§ **Work to complete**
Write the next part of the mailing list thread about the librbd data error during an rbd copy, picking up after its last line.

=== Excerpt provided ===

I tried to reproduce this without ceph, but wasn't able to...

In the meantime it seams, that I can also see the side effects on the
librbd side: I get an "librbd: data error!" when I do an "rbd copy".

When I look at the librbd code this is related to a sparse_read not
returning the right size of the object.

I don't know if it helps, but I think that the problem is also related
to sparse file usage.

Regards,
Christian
--
To unsubscribe from this list: send the line "unsubscribe ceph-devel" in
the body of a message to majordomo@vger.kernel.org
More majordomo info at  http://vger.kernel.org/majordomo-info.html
Yehuda Sadeh Weinraub Aug. 3, 2011, 3:41 p.m. UTC | #7
On Wed, Aug 3, 2011 at 7:16 AM, Christian Brunner <chb@muc.de> wrote:
...

=== Dataset entries ===

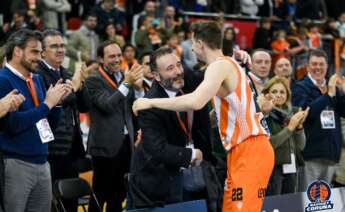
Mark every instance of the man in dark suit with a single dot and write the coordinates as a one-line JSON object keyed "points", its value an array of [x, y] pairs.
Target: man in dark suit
{"points": [[166, 144], [68, 144], [111, 135]]}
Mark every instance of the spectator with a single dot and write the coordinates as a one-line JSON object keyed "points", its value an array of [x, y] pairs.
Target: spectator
{"points": [[229, 41], [128, 59], [111, 135], [83, 43], [107, 13], [261, 68], [68, 145], [110, 34], [24, 141], [322, 127], [53, 13], [250, 7], [287, 137], [263, 35]]}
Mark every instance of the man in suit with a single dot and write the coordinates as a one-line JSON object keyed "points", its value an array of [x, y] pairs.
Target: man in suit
{"points": [[68, 144], [166, 144], [111, 135]]}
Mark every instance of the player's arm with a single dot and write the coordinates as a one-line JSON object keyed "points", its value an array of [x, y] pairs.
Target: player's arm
{"points": [[214, 76]]}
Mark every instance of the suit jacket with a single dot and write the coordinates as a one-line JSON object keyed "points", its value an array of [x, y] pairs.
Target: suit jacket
{"points": [[68, 130], [321, 143], [110, 111]]}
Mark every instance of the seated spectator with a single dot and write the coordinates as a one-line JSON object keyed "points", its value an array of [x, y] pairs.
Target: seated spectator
{"points": [[110, 34], [229, 41], [322, 126], [128, 59], [287, 137]]}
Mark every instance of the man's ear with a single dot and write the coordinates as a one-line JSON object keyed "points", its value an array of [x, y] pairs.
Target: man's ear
{"points": [[156, 76]]}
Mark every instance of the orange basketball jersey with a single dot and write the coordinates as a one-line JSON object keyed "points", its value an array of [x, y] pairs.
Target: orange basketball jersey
{"points": [[236, 113]]}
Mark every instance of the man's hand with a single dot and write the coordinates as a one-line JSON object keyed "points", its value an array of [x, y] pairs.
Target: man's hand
{"points": [[56, 93], [11, 102], [141, 104], [244, 57]]}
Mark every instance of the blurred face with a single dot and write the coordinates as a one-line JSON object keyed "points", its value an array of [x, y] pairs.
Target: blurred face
{"points": [[110, 30], [170, 12], [91, 22], [283, 68], [150, 7], [112, 57], [261, 64], [317, 68], [54, 51], [30, 55], [170, 72], [197, 47], [279, 94], [129, 53], [147, 70]]}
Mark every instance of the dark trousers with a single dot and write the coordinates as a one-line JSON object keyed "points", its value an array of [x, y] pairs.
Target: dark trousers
{"points": [[64, 167], [108, 179], [281, 183]]}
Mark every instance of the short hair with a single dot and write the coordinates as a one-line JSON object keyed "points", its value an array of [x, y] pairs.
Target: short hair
{"points": [[157, 54], [101, 47], [49, 32], [208, 32], [317, 53], [275, 80], [20, 39]]}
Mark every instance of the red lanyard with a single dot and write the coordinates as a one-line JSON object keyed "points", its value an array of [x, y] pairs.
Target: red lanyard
{"points": [[32, 90], [106, 77], [183, 126]]}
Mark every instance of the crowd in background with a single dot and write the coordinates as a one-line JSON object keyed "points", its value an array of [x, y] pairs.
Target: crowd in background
{"points": [[298, 53]]}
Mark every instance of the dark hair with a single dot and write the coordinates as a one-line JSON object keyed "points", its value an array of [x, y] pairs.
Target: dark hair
{"points": [[49, 32], [20, 38], [157, 54], [100, 49], [317, 53], [208, 32]]}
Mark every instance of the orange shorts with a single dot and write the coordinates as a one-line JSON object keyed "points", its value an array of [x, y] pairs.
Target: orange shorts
{"points": [[250, 166]]}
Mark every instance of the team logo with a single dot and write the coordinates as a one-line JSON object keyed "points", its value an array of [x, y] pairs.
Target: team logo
{"points": [[319, 193]]}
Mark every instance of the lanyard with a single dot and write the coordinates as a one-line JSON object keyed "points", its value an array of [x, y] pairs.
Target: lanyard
{"points": [[32, 90], [188, 131], [106, 77]]}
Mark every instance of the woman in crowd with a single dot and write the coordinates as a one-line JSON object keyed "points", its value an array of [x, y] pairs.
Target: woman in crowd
{"points": [[287, 136]]}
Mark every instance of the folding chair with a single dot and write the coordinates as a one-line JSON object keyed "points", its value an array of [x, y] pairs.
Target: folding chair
{"points": [[73, 188]]}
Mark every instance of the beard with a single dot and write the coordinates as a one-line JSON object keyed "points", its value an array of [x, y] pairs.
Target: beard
{"points": [[30, 66], [169, 83]]}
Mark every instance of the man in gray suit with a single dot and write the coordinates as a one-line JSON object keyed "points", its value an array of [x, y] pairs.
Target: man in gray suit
{"points": [[111, 136]]}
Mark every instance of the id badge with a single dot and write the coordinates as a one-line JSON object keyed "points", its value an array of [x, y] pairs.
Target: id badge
{"points": [[327, 119], [44, 131], [290, 167]]}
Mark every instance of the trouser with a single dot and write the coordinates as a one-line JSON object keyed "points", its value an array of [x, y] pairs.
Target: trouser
{"points": [[316, 169], [250, 165], [27, 186], [108, 179], [64, 167]]}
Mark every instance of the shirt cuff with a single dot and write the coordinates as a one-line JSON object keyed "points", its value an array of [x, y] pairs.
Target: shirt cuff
{"points": [[139, 93], [123, 89]]}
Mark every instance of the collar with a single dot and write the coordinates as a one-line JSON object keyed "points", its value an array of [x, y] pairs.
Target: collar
{"points": [[49, 66], [15, 72], [315, 83], [149, 82], [170, 93]]}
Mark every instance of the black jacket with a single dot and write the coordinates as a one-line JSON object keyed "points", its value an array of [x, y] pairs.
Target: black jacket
{"points": [[68, 132]]}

===

§ **Task result**
> I tried to reproduce this without ceph, but wasn't able to...
>
> In the meantime it seams, that I can also see the side effects on the
> librbd side: I get an "librbd: data error!" when I do an "rbd copy".
>
> When I look at the librbd code this is related to a sparse_read not
> returning the right size of the object.
>
> I don't know if it helps, but I think that the problem is also related
> to sparse file usage.
>

There were a few sparse-read issues that we fixed not too long ago,
but should have been fixed for at least the previous ceph version. I'm
not sure what version you're using.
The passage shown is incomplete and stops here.